__TASK__. Can you give the rows again from the line containing "Please inspect the picture provided and identify grey" through the line containing "542, 171, 614, 229", with "identify" changed to "locate", everything else unchanged, and the pictures left out?
# Start of INFORMATION GIVEN
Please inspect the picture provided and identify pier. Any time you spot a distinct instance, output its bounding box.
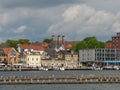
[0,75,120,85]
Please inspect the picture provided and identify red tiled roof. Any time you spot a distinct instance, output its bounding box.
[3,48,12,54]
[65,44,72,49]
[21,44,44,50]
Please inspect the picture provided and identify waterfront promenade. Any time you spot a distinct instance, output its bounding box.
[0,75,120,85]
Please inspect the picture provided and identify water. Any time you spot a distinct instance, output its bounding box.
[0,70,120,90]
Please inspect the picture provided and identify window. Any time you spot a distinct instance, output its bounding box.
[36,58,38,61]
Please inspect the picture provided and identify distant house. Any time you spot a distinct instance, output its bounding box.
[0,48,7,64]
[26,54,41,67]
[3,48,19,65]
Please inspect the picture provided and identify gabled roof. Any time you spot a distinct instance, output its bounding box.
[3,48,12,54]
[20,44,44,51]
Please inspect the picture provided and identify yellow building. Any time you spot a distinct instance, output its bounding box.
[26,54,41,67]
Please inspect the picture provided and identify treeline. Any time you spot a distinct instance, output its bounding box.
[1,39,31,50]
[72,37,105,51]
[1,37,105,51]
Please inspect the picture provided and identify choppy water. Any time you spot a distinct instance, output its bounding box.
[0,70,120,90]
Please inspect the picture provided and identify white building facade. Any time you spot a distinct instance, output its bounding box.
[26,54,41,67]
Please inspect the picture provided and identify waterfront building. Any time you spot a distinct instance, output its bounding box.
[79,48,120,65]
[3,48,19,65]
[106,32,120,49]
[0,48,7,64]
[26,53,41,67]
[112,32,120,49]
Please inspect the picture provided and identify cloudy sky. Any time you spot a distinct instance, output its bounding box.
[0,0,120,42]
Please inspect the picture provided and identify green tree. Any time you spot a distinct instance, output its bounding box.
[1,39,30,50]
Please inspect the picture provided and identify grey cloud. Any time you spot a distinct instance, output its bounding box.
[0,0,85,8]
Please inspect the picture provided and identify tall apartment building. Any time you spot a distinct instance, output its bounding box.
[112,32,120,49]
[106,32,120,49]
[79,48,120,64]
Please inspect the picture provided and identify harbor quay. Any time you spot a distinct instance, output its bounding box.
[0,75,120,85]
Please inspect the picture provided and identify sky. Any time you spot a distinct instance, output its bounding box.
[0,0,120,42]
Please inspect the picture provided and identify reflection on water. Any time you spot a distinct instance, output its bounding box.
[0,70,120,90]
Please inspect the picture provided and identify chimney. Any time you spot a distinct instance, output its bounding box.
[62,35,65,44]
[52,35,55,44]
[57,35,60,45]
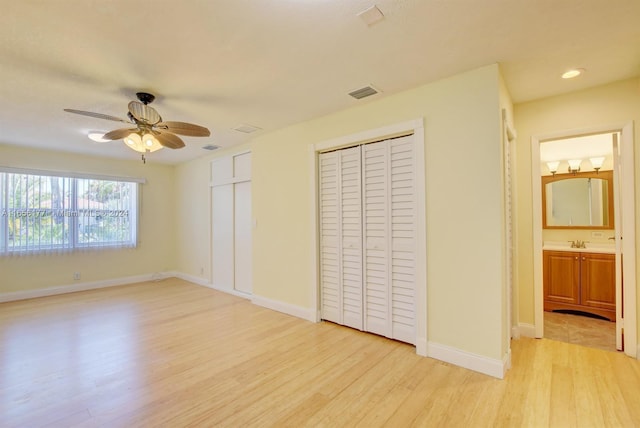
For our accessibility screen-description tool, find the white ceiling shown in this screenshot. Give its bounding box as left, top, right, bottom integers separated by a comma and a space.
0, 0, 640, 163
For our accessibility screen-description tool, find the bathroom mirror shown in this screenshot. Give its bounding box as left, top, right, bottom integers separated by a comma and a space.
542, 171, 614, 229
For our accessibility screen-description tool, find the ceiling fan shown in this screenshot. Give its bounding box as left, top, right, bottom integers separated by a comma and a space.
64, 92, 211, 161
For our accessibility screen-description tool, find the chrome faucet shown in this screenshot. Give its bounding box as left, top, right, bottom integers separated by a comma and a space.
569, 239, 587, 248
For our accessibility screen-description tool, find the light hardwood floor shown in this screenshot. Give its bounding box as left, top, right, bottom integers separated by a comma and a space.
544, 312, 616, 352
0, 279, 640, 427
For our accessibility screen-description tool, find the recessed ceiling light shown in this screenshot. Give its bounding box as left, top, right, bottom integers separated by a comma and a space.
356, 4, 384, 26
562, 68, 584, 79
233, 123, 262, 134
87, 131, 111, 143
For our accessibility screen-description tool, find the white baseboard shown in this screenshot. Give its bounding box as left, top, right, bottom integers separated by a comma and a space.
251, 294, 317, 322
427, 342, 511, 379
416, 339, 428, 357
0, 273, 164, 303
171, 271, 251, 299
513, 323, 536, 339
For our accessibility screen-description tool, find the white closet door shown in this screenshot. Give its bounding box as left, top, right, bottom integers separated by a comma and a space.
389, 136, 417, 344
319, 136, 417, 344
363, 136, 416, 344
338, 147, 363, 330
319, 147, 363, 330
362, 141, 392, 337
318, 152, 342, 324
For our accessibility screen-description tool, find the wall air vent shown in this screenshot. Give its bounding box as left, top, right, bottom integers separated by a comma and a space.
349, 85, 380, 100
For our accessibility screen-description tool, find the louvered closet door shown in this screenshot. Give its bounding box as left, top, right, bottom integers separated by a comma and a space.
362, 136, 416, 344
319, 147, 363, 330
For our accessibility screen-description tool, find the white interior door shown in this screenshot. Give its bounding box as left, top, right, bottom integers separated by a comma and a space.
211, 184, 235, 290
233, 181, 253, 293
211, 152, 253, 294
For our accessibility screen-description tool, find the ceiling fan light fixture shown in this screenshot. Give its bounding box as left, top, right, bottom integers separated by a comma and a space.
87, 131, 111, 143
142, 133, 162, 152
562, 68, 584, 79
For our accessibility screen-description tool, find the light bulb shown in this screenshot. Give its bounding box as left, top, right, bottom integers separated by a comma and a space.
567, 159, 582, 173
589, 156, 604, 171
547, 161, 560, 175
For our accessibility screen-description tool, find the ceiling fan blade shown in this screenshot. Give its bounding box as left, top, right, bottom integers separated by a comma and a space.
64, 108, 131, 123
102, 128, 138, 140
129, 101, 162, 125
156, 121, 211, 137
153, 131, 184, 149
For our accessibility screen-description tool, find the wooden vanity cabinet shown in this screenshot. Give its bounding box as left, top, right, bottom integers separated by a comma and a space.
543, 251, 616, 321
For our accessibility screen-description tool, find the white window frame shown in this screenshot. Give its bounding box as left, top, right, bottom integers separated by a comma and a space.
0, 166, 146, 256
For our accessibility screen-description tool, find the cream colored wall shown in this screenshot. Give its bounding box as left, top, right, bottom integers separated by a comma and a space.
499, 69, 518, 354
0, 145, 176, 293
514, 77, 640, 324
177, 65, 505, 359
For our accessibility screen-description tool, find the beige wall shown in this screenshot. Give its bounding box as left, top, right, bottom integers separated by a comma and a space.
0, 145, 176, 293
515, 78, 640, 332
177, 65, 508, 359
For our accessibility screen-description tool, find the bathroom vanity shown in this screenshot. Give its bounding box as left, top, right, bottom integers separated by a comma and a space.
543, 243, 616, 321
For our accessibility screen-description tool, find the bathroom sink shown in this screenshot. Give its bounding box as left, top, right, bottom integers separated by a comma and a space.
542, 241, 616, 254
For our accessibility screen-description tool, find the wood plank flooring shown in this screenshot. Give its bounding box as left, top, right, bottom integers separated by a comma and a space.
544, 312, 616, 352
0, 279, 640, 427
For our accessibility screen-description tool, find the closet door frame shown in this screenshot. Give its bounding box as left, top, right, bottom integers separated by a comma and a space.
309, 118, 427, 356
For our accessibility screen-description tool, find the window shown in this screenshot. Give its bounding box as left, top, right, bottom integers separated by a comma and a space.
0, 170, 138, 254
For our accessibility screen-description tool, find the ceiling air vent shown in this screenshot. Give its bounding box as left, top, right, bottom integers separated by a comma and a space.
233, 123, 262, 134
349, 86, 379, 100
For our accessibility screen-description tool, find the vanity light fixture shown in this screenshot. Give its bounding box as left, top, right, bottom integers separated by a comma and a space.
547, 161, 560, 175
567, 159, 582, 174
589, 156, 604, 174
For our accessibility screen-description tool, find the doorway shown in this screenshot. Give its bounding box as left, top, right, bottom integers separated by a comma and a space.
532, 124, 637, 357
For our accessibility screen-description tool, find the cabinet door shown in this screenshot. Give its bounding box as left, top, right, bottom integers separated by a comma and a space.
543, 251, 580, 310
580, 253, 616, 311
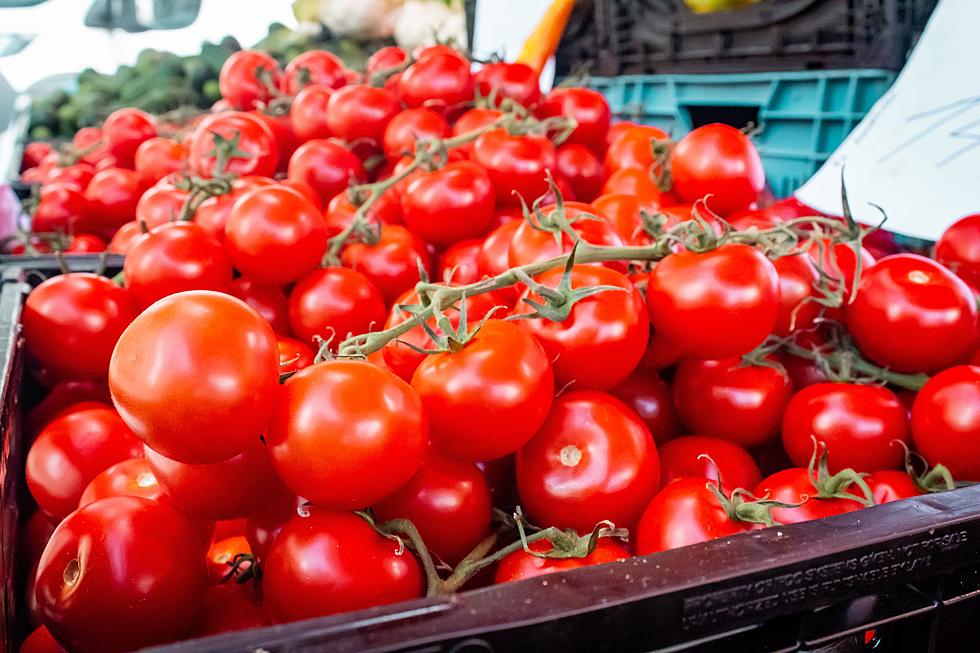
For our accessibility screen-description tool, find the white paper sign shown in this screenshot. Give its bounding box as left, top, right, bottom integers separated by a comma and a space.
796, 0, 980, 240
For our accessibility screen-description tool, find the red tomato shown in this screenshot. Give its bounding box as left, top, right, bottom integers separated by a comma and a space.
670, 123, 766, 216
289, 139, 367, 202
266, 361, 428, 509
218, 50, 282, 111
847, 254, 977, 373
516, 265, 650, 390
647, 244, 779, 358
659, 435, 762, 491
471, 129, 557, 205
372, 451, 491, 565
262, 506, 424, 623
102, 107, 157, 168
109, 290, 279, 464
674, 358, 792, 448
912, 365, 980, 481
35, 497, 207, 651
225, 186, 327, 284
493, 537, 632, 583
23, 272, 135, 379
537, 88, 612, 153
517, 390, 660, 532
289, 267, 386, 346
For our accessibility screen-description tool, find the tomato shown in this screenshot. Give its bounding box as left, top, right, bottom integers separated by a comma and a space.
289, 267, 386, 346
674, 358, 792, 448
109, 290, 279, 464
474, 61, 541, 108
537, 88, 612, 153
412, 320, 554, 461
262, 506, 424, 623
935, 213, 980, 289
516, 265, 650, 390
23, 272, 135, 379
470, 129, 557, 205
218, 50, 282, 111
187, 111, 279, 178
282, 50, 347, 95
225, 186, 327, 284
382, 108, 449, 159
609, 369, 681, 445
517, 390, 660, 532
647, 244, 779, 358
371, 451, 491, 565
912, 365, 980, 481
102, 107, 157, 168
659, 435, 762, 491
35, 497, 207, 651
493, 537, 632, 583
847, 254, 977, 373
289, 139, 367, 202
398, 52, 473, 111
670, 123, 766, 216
# End of INFORMATION GIVEN
__FINISHED EXERCISE__.
Please inspect the picture provided and locate grey cloud. Any time you spot a distinct instance, output its bounding box.
[0,0,85,8]
Please inspect the picture provided and locate tall apartment building. Any time you spot a distinct instance, output its bounding box.
[112,32,120,49]
[106,32,120,49]
[79,48,120,64]
Please inspect the picture provided and locate harbor quay. Any time you spot a distinct instance, output its bounding box.
[0,75,120,85]
Please inspect the picture provided and locate sky. Any time you spot a distinct instance, output its bounding box.
[0,0,120,42]
Please inspect the picture provided and locate reflection on water. Any time you spot a distinct instance, output its bounding box.
[0,70,120,90]
Please inspect the picture provided and locate chimney. Any time you spot a distinct instance, output its bounding box.
[62,35,65,44]
[52,35,55,44]
[57,35,60,45]
For our accessibility screen-description tool, find the white ceiling shown in this screenshot. Give its bounding box as left, top, right, bottom integers separated by a comma and a space.
0, 0, 640, 163
For our accessibility screen-description tool, find the bathroom mirror shown in this screenshot. Give its bounding box as left, top, right, bottom integers separated by a comma and a space.
542, 171, 614, 229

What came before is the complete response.